**Problem**
Reproduce each of the lines below with no changes.
--
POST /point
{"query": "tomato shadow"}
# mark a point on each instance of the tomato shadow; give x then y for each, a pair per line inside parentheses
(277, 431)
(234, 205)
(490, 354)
--
**Task result**
POST /point
{"query": "tomato shadow"}
# mark a point on each instance of the tomato shadow; give x then y for each, a pair per line inside parentheses
(277, 431)
(234, 205)
(490, 354)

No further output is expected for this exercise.